DIRECTIONS: Copy all lines below exactly as written. Leave pictures out.

*** GIVEN ENTRIES ***

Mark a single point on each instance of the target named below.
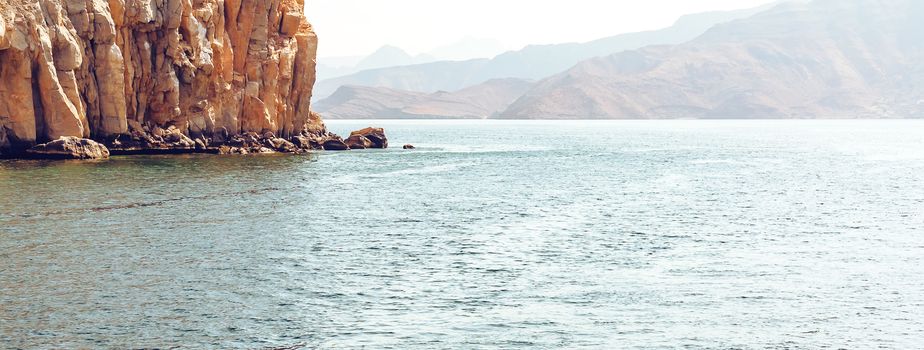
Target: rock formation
(69, 147)
(155, 73)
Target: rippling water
(696, 234)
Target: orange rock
(206, 65)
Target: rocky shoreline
(147, 141)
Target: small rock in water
(358, 142)
(335, 145)
(69, 148)
(375, 136)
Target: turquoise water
(641, 234)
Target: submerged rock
(69, 147)
(335, 144)
(358, 142)
(376, 137)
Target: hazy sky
(358, 27)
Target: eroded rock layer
(107, 69)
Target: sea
(683, 234)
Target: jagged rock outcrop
(69, 147)
(121, 69)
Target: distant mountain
(469, 48)
(827, 58)
(480, 101)
(532, 62)
(386, 56)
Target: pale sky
(358, 27)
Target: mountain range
(532, 62)
(824, 58)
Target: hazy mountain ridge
(532, 62)
(479, 101)
(821, 59)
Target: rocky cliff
(116, 69)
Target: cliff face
(103, 68)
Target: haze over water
(619, 234)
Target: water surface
(696, 234)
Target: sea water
(491, 234)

***

RESULT:
Mark a single point on each instance of the target named below.
Target: rock formation
(69, 147)
(155, 73)
Target: rippling water
(696, 234)
Target: orange rock
(206, 65)
Target: rocky shoreline
(147, 141)
Target: small rock in water
(358, 142)
(335, 145)
(69, 148)
(375, 136)
Target: turquoise water
(641, 234)
Target: submerged rock
(69, 147)
(335, 144)
(358, 142)
(376, 137)
Target: hazy sky
(358, 27)
Target: eroded rock layer
(107, 69)
Target: sea
(683, 234)
Target: jagged rock outcrop
(69, 147)
(121, 69)
Target: distant mountain
(469, 48)
(827, 58)
(480, 101)
(532, 62)
(386, 56)
Target: pale sky
(358, 27)
Target: mountain range
(532, 62)
(824, 58)
Target: hazy mountain ridge
(532, 62)
(479, 101)
(821, 59)
Target: rocky cliff
(116, 69)
Target: cliff face
(103, 68)
Target: haze over water
(619, 234)
Target: water surface
(696, 234)
Target: sea water
(491, 234)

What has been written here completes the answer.